Problem to work on: Please carry on the db-scheduler async execution thread from the point where it stops.

Supplied text:
Enhance db-scheduler to support asynchronous task execution #304

amit-handda · 2022-07-07T13:42:17Z

Thank you for maintaining db-scheduler.

What

This PR enhances db-scheduler to support task execution asynchronously. It addresses this issue

Why

db-scheduler has an executorservice of threadpool. Threadpools are used to schedule db-scheduler tasks.
Tasks were executed in a synchronous way. If tasks do something (http call eg) asynchronously, the threadpool will remain blocked.
This might not be an issue where tasks are tiny or the task throughput is tiny. But, it can become an issue for some scenarios.

Current status

Few TCs are flaky due to asychronous implementation. looking into fixing it.

Enhance db-scheduler to support asynchronous task execution

kagkarlsson · 2022-07-14T06:43:58Z

Thank you! I am currently on vacation and will not be able to look at it for a couple of weeks. And it is also a critical change so I need some time to consider it

x0a1b · 2022-08-01T18:21:24Z

I see some significant performance improvements as well. @amit-handda can you post some benchmarks as well?

amit-handda · 2022-08-03T23:43:58Z

As expected, we have observed signficant throughput gains for async tasks, as follows:

	Current (execution/s)	Future-based (execution/s)
1 scheduler instance
300 threads, 10k tasks	285	1,666
4 scheduler instances
20 threads, 10k tasks	80	2,206
100 threads, 10k tasks	359	2,407

Task def

amit-handda · 2022-08-19T21:58:35Z

Hello @kagkarlsson, hope you had nice vacation. Wondering if you are back and had the time to look at the PR ? Let me know if you have any query. TY !

kagkarlsson · 2022-08-24T20:16:45Z

Thank you! Yes I am back, but I struggle to get the bandwidth to review this PR unfortunately.

I have scanned through the code and noted a couple of things:

I am not sure how I feel about breaking the ExecutionHandler interface. If the async variant could possibly be introduced more gently, as an option rather..
Are we allowing more things to happen in parallel? (If so, I am not sure what the consequences of this will be)

amit-handda · 2022-08-25T15:59:03Z

Hello @kagkarlsson , thanks for the feedback. ques
1/ how do you intend the ExecutionHandler interface to be ?

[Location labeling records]
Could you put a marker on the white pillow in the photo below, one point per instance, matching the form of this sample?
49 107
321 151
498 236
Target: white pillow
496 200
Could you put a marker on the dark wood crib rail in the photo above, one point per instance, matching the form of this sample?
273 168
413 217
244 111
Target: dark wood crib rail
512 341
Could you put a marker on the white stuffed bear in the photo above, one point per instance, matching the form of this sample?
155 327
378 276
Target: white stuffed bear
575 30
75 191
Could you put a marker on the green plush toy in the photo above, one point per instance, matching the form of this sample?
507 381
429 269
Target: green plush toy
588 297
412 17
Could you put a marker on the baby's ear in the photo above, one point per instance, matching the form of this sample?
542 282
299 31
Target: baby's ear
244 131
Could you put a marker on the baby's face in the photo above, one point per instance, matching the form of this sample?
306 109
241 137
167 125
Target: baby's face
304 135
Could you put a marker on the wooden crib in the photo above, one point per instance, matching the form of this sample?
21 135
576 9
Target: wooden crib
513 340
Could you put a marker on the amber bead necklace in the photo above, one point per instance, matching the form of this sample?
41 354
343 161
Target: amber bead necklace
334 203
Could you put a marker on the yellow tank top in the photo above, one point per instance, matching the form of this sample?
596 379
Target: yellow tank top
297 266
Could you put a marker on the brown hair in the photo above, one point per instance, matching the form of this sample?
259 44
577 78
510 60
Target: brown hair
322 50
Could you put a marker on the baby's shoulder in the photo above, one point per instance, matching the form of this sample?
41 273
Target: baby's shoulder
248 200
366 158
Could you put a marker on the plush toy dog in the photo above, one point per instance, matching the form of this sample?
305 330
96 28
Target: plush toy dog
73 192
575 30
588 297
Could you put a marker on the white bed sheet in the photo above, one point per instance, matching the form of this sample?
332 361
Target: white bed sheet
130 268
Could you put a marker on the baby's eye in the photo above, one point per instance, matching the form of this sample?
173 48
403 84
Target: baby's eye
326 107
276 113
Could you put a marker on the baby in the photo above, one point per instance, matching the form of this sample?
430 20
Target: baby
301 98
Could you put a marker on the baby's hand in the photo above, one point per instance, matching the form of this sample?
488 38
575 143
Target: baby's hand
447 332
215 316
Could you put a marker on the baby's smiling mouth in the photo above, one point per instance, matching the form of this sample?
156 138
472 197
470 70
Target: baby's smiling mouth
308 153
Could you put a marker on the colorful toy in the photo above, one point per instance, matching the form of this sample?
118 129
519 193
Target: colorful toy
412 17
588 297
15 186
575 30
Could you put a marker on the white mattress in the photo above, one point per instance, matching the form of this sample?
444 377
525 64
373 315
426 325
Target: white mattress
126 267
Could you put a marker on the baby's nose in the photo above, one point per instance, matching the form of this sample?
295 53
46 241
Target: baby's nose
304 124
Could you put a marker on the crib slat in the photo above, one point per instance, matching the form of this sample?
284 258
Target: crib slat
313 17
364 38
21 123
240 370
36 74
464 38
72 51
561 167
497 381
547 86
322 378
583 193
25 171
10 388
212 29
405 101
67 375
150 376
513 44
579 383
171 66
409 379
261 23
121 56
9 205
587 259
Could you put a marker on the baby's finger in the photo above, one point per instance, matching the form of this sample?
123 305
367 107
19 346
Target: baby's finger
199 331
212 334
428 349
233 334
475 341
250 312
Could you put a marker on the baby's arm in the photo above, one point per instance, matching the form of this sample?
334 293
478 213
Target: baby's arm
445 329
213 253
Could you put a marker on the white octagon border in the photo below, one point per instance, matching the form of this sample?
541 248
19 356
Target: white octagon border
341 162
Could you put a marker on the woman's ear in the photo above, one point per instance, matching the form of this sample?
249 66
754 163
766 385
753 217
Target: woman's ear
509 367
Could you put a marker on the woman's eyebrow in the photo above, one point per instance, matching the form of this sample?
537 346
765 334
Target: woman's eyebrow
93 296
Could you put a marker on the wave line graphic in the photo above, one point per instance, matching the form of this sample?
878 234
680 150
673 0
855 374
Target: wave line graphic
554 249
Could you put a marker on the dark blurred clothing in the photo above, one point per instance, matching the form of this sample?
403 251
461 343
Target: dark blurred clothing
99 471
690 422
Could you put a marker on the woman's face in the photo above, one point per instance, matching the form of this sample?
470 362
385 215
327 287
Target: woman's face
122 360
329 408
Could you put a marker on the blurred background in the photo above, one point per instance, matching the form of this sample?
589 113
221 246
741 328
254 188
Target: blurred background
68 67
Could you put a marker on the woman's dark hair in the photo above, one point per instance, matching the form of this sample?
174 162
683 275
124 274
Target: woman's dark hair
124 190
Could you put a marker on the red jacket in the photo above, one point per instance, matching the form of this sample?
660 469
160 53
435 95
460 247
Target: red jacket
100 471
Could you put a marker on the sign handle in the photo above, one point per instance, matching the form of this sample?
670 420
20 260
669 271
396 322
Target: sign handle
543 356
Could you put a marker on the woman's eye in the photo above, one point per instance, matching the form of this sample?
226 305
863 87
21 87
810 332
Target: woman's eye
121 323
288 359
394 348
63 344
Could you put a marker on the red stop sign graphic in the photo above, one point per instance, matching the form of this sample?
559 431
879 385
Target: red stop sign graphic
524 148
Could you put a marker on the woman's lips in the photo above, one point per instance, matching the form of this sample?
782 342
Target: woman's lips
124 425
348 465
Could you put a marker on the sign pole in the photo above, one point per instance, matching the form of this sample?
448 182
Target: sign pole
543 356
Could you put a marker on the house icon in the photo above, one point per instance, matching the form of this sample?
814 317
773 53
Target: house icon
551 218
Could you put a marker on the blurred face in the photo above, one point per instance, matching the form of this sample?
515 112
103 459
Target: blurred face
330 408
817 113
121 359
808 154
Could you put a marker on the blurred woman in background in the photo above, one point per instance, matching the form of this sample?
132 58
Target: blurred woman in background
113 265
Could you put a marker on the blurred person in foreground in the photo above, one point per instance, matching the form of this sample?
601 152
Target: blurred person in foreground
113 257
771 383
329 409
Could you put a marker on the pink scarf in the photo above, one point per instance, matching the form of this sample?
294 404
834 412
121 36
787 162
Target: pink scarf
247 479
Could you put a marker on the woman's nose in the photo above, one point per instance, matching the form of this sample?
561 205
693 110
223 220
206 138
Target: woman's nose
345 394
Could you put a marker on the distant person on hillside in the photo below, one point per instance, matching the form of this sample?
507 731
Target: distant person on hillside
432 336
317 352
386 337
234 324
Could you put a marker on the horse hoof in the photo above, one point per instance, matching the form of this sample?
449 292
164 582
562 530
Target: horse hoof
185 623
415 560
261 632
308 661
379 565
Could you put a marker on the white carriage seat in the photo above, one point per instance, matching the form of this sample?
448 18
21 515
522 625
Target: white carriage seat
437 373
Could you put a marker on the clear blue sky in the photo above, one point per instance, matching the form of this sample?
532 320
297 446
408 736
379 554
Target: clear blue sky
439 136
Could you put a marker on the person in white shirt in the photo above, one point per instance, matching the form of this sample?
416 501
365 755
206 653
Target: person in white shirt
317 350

Solved problem:
The PR is allowing the ExecutionHandler implementation to return a Future so that the db-scheduler thread would be unblocked (in case the implementation performs async ops such as HTTP calls etc.)
Thanks,

kagkarlsson · 2022-08-26T13:35:18Z

1/ how do you intend the ExecutionHandler interface to be ?

Well, that is the problem, I do not know currently. What options do we have 🤔

kagkarlsson · 2022-08-26T13:45:13Z

db-scheduler/src/main/java/com/github/kagkarlsson/scheduler/ExecutePicked.java


+        return completableFuture.whenCompleteAsync((completion, ex) -> {


Not 100% sure what happens here. What will the significance of whenCompleteAsync be here?

Will it happen in parallell with executor.removeCurrentlyProcessing here?

executePickedExecution(pickedExecution).whenComplete((c, ex) -> executor.removeCurrentlyProcessing(executionId));

using whenCompleteAsync to associate the action to the db-scheduler executor explicitly (otherwise, it might use the common forkjoinpool).
I dont think it ll execute in parallel to removeCurrentlyProcessing since *Async API only enables to specify the executor service for the action.
ref link: https://www.linkedin.com/pulse/asynchronous-programming-java-completablefuture-aliaksandr-liakh/
please let me know in case I am off.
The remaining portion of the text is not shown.